Exercise objective: Turn the rows below into a numbered list, dropping any blank lines.

Dataset:
= = =

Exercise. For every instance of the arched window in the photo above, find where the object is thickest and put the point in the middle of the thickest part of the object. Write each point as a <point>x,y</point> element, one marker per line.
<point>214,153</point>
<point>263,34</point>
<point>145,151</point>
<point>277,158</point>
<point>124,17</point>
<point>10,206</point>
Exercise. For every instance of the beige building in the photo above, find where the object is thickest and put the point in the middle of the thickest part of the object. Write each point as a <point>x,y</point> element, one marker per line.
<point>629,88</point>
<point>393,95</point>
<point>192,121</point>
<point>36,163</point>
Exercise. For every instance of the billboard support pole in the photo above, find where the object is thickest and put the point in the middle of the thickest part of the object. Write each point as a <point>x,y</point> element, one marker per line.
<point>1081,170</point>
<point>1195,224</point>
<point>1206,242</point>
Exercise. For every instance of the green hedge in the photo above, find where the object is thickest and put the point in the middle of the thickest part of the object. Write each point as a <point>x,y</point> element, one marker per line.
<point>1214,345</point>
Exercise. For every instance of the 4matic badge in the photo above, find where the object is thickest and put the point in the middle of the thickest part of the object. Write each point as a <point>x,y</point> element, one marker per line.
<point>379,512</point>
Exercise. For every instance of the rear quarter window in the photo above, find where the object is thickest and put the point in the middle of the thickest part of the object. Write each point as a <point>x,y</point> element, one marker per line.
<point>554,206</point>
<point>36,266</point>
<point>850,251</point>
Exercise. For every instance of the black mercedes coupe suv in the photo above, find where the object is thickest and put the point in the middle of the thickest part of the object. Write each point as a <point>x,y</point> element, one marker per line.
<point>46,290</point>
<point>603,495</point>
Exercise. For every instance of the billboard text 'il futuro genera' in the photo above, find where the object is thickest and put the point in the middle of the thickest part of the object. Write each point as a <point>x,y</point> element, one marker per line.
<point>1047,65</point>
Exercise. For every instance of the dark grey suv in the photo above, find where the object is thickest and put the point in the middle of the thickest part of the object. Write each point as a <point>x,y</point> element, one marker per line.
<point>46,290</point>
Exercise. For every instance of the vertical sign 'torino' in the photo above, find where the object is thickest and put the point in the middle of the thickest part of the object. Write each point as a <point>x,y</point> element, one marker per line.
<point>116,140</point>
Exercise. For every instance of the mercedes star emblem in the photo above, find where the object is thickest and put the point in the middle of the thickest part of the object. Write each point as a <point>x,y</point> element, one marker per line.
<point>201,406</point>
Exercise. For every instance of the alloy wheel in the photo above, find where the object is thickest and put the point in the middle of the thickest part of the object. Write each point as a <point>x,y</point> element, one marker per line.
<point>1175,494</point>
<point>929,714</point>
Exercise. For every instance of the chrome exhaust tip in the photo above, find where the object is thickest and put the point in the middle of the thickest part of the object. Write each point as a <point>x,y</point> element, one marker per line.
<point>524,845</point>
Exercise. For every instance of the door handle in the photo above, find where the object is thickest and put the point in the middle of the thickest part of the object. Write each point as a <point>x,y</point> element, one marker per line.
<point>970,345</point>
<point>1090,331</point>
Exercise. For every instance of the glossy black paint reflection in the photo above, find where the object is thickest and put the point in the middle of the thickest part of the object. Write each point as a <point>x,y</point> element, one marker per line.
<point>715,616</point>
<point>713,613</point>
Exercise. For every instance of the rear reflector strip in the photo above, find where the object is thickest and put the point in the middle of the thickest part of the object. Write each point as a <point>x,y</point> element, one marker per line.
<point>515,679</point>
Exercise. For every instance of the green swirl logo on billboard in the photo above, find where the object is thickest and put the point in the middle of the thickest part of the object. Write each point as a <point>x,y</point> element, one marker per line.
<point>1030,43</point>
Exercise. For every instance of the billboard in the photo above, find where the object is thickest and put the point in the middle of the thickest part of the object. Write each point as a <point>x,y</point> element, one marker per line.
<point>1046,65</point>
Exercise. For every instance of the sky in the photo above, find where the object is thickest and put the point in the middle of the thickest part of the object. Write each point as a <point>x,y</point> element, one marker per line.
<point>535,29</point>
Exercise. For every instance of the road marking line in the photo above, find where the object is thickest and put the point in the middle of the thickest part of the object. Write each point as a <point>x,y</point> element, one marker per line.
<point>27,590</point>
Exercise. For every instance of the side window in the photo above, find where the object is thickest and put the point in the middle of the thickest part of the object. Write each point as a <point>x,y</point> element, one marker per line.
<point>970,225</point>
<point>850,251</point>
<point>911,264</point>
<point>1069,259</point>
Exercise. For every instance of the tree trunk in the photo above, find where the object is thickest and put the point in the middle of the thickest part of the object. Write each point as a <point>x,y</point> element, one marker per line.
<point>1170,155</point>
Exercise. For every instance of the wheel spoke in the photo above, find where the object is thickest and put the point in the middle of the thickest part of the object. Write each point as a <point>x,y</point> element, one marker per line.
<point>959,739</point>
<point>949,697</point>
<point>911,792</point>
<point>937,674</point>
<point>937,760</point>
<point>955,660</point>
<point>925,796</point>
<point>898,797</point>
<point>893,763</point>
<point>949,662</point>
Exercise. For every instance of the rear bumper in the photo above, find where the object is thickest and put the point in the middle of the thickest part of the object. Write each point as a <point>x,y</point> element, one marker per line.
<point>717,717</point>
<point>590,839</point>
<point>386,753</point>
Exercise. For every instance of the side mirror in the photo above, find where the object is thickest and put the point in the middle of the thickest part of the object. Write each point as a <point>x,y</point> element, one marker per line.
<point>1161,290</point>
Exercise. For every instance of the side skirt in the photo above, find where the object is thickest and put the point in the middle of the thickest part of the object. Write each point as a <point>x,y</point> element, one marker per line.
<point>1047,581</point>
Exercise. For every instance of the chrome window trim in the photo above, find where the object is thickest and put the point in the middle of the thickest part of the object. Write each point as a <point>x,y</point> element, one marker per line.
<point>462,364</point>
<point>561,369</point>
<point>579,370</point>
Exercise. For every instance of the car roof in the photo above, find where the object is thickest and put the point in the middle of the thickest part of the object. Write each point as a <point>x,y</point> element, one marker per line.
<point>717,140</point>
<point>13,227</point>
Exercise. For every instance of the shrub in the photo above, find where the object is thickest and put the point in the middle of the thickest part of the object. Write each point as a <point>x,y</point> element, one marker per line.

= = =

Output:
1. Exercise. For every instance of the arched window in the photo above, find where the object is thickest and put the point in the middle of the thickest part of the object. Write each point as a <point>x,y</point> element, one marker per line.
2. <point>214,153</point>
3. <point>263,34</point>
4. <point>145,151</point>
5. <point>277,158</point>
6. <point>124,17</point>
7. <point>10,206</point>
8. Exercise. For every instance of the beige building in the photo above, find where the object is thickest and put the point in the middle of the thickest part of the object. Write each point as a <point>x,y</point> element, one marker per line.
9. <point>629,88</point>
10. <point>393,95</point>
11. <point>192,121</point>
12. <point>36,163</point>
13. Exercise. For every instance of the billboard support pole in the photo above, find where the object is thickest and put the point in the middle of the thickest part of the object. Write each point as a <point>x,y</point> element, one marker per line.
14. <point>1081,170</point>
15. <point>1195,224</point>
16. <point>1206,242</point>
17. Exercise. For every instance of the green hedge in the photo above, find where the object is thickest and put the point in the middle of the thickest part of the object. Write each point as a <point>x,y</point> element, one marker per line.
18. <point>1214,345</point>
19. Exercise. For every instance of the 4matic badge in the photo above, find where the object is thickest and put the point in the middle of the thickest part of the object. Write each point as a <point>x,y</point> element, one marker per line.
20. <point>379,512</point>
21. Exercise. For every instance of the rear quarter window in the photo above, find where the object is thickest and put the point in the middle of the thickest part of the object. Write each point as a <point>x,y</point> element, one marker per line.
22. <point>554,206</point>
23. <point>36,266</point>
24. <point>850,251</point>
25. Exercise. For every instance of the black mercedes coupe suv in the photo above, find where the object is thickest and put the point in the middle of the thickest part of the object. Write each point as a <point>x,y</point> element, one marker per line.
26. <point>46,290</point>
27. <point>603,495</point>
28. Exercise. For every instance of the billboard text 'il futuro genera' in the photo above, find where the object is thickest and put the point in the middle of the thickest part of the object. Write each point as a <point>x,y</point> element, one marker per line.
29. <point>1047,65</point>
30. Exercise. For every instance of the dark grey suv in the photo above, find where the object is thickest and put the point in the middle of the thickest part of the object. Write each point as a <point>x,y</point> element, one marker per line.
31. <point>46,290</point>
32. Exercise. For every instance of the vertical sign 'torino' in the photo above, find where the object is thickest and put the point in the middle of the thickest part of the object. Write each point as a <point>x,y</point> element, one marker per line.
33. <point>116,140</point>
34. Exercise. For every instance of the mercedes star emblem in the photo above, find where the object is thickest and put the point in the middle of the thickest part of the object. Write each point as a <point>x,y</point> element, one marker per line.
35. <point>201,406</point>
36. Exercise. For every instance of the alloy wheel in the photo above, find where the object is thickest and put the point in the middle of the thickest part of the object. Write each point as a <point>x,y</point> element, one marker per line.
37. <point>1175,494</point>
38. <point>929,714</point>
39. Exercise. For every instance of the chrome exhaust tip in the photo above, find where the object is thickest and put the point in the middle of the thickest part of the object. Write each point as a <point>x,y</point> element, one marker per line.
40. <point>524,845</point>
41. Exercise. For every instance of the door handle in the photo above, find where the object is thickest and put the point in the middle of the thickest part of the object. Write each point as a <point>x,y</point> element, one marker per line.
42. <point>970,345</point>
43. <point>1090,331</point>
44. Exercise. For every instance of the glossy black paint reflection in the photo above, find where the object is thickest and put the point in the middle of the thickest part of the object. Write each point as a <point>x,y</point> element, one marker per line.
45. <point>715,616</point>
46. <point>713,613</point>
47. Exercise. For every instance of the rear reflector strip in the photo above, find where the object is thickest and put the point in the middle of the thickest part of the object. Write each point as a <point>x,y</point> element, one marker per line.
48. <point>515,679</point>
49. Exercise. For every instance of the green swirl logo on billboard in the photo above, find where the object is thickest and put the point in the middle of the thickest part of the object. Write each point as a <point>x,y</point> element, one marker per line.
50. <point>1030,43</point>
51. Exercise. For every instance of the billboard in the photo above, find where the object is thickest and put the point in the middle of the thickest part of the object. Write each point as a <point>x,y</point> element, one marker per line.
52. <point>1046,65</point>
53. Exercise. For every instance of the sky in the photo above, find where the object is thickest and put the point in the middle of the thickest part of the object. Write each point as a <point>x,y</point> element, one marker per line.
54. <point>535,29</point>
55. Exercise. For every instance of the road marking line in the photo above, find where the object is thickest and put the point in the middle of the thickest part of the object. Write each point as a <point>x,y</point> element, one marker per line.
56. <point>27,590</point>
57. Exercise. For every instance of the side window in the photo above, find where the object is thickest and put the point in the middle of the thickest part of the object. Write each point as a <point>x,y</point> element, one marker per line.
58. <point>970,225</point>
59. <point>850,251</point>
60. <point>911,264</point>
61. <point>1069,259</point>
62. Exercise. For every instance of the tree trunk in the photo above, find where the object is thickest and put the point in the middle of the thickest part of the object. Write each point as a <point>x,y</point> element, one marker per line.
63. <point>1170,155</point>
64. Exercise. For every instance of the wheel spoke in the photo above, find where the object is thickest and put the point in the middle of the thickest part of the object. Write each point as a <point>x,y</point> element, one marker per line.
65. <point>959,739</point>
66. <point>949,697</point>
67. <point>911,792</point>
68. <point>937,674</point>
69. <point>937,760</point>
70. <point>955,660</point>
71. <point>925,796</point>
72. <point>898,797</point>
73. <point>893,763</point>
74. <point>949,662</point>
75. Exercise. For every instance of the rear bumper in the photo above, find where the object is thickest and put the point in the middle of the thickest part of the object. Write each point as a <point>x,y</point> element, one marker per line.
76. <point>717,717</point>
77. <point>590,839</point>
78. <point>386,753</point>
79. Exercise. For every instance of the side mirror in the photo above, find where the object is thickest and put the point in the middle of the thickest part of the object. Write each point as a <point>x,y</point> element, one marker per line.
80. <point>1161,290</point>
81. Exercise. For every instance of the side skirt in the photo above, find where the object is thickest and put the point in the middle of the thickest part of the object. Write each point as a <point>x,y</point> element, one marker per line.
82. <point>1047,581</point>
83. Exercise. For every instance of the chrome window trim in the photo above, find where the object is thickest and put the point in the middle of the thickest part of the object. Write each point as a <point>x,y</point> element, one marker per line.
84. <point>462,364</point>
85. <point>561,369</point>
86. <point>579,370</point>
87. Exercise. For every instance of the car roof in the photo above, find where the object is thickest and put the point in the middle of the thickest part of the object. Write each point as a <point>x,y</point> element, one marker per line.
88. <point>717,140</point>
89. <point>13,227</point>
90. Exercise. For every instance of the shrub in the photo above, find where the object is thickest and put the point in the middle of the thickest part of the object. Write each point as a <point>x,y</point> element, one marker per line.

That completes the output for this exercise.